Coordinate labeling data
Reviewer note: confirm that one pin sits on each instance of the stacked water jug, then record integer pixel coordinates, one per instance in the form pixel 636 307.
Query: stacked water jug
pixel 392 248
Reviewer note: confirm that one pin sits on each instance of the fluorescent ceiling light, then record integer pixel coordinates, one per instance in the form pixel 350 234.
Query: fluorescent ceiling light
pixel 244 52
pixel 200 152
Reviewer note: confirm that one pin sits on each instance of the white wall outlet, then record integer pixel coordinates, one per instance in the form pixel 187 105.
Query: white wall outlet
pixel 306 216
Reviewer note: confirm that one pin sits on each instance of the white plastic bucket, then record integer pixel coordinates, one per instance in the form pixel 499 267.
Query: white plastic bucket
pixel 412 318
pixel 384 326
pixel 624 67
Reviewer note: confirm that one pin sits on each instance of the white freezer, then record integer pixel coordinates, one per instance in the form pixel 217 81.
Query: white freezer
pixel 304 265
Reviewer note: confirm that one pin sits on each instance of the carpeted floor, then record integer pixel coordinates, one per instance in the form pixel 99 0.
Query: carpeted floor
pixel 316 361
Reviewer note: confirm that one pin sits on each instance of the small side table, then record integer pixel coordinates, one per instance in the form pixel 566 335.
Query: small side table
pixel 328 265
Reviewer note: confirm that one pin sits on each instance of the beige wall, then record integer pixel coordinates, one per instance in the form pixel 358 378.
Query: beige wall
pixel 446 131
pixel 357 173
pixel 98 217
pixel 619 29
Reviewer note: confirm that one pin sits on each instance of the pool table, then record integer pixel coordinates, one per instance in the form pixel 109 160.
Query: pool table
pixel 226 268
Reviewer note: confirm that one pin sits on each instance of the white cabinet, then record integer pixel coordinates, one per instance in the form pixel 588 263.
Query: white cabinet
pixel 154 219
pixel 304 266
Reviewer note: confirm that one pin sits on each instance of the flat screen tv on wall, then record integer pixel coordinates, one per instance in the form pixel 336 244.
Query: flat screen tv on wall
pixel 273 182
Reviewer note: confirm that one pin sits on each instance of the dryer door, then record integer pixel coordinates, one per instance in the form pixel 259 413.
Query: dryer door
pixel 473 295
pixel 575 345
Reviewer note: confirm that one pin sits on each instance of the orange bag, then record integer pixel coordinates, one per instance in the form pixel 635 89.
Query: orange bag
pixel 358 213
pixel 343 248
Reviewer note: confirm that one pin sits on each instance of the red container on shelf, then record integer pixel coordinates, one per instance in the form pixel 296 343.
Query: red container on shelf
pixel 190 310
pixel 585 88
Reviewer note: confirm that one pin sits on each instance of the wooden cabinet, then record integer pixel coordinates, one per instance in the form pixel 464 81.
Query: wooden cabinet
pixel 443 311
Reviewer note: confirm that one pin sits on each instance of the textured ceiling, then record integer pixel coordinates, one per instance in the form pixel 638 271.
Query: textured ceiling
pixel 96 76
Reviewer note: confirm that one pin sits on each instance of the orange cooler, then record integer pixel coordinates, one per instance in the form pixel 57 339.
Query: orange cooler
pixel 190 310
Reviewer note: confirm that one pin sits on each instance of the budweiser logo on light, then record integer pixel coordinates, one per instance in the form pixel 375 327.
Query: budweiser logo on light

> **Directive**
Render every line of the material above as a Markdown table with the columns Row and Line, numbering the rows and leaving out any blank lines.

> **Exercise solution**
| Row | Line |
|---|---|
| 1 | Reviewer note: confirm that one pin sits on each instance of the stacked water jug, then record integer pixel coordinates, one per instance in the form pixel 636 307. |
| 2 | Query: stacked water jug |
| 3 | pixel 392 248 |
| 4 | Reviewer note: confirm that one pin sits on each instance of the fluorescent ceiling light, then record integer pixel coordinates, one per instance in the form pixel 350 234. |
| 5 | Query: fluorescent ceiling light |
| 6 | pixel 244 52 |
| 7 | pixel 200 152 |
| 8 | Reviewer note: confirm that one pin sits on each instance of the white wall outlet, then record integer pixel coordinates, one per instance in the form pixel 187 105. |
| 9 | Query: white wall outlet |
| 10 | pixel 306 216 |
| 11 | Reviewer note: confirm that one pin sits on each instance of the white plastic bucket, then record integer pixel coordinates, one per instance in the form pixel 499 267. |
| 12 | Query: white plastic bucket |
| 13 | pixel 412 318 |
| 14 | pixel 384 326 |
| 15 | pixel 624 67 |
| 16 | Reviewer note: confirm that one pin sits on each instance of the white freezer, then record integer pixel coordinates, one per instance in the form pixel 217 81. |
| 17 | Query: white freezer |
| 18 | pixel 304 265 |
| 19 | Reviewer note: confirm that one pin sits on each instance of the carpeted floor, then record integer pixel coordinates, one per instance in the form pixel 99 0. |
| 20 | Query: carpeted floor |
| 21 | pixel 316 361 |
| 22 | Reviewer note: confirm that one pin sits on each instance of the small side table, then record integer pixel coordinates, one per instance in the form pixel 566 335. |
| 23 | Query: small side table |
| 24 | pixel 328 265 |
| 25 | Reviewer note: confirm that one pin sits on each instance of the beige wall, then record integer pixel coordinates, one per instance in the form pixel 358 378. |
| 26 | Query: beige wall |
| 27 | pixel 446 131 |
| 28 | pixel 357 173 |
| 29 | pixel 98 217 |
| 30 | pixel 619 29 |
| 31 | Reviewer note: confirm that one pin sits on each instance of the pool table, then record integer pixel coordinates, one per instance in the form pixel 109 160. |
| 32 | Query: pool table |
| 33 | pixel 226 268 |
| 34 | Reviewer note: confirm that one pin sits on each instance of the white cabinet, then record integer pixel coordinates, one per instance in the form pixel 588 263. |
| 35 | Query: white cabinet |
| 36 | pixel 154 219 |
| 37 | pixel 304 266 |
| 38 | Reviewer note: confirm that one pin sits on each instance of the flat screen tv on wall, then record integer pixel coordinates, one per instance in the form pixel 336 244. |
| 39 | Query: flat screen tv on wall |
| 40 | pixel 273 182 |
| 41 | Reviewer note: confirm that one pin sits on each instance of the dryer door, then record integer pixel coordinates, one per instance in the form pixel 259 413. |
| 42 | Query: dryer door |
| 43 | pixel 473 295 |
| 44 | pixel 575 345 |
| 45 | Reviewer note: confirm that one pin sits on each instance of the orange bag, then record integer pixel coordinates, one per instance in the form pixel 635 89. |
| 46 | Query: orange bag |
| 47 | pixel 358 213 |
| 48 | pixel 343 248 |
| 49 | Reviewer note: confirm that one pin sits on each instance of the red container on shelf, then record integer pixel coordinates, one per instance in the form pixel 296 343. |
| 50 | Query: red container on shelf |
| 51 | pixel 190 310 |
| 52 | pixel 585 88 |
| 53 | Reviewer note: confirm that one pin sits on each instance of the wooden cabinet, then record integer pixel coordinates, one per instance in the form pixel 464 81. |
| 54 | Query: wooden cabinet |
| 55 | pixel 443 311 |
| 56 | Reviewer note: confirm that one pin sits on each instance of the textured ceiling, then record integer pixel coordinates, one per instance in the form pixel 638 271. |
| 57 | Query: textured ceiling |
| 58 | pixel 96 76 |
| 59 | Reviewer note: confirm that one pin sits on each instance of the orange cooler, then record integer pixel coordinates, one per instance in the form pixel 57 339. |
| 60 | Query: orange cooler |
| 61 | pixel 190 310 |
| 62 | Reviewer note: confirm that one pin sits on each instance of the budweiser logo on light, then record integer pixel coordinates, one per instance in the form pixel 375 327. |
| 63 | Query: budweiser logo on light |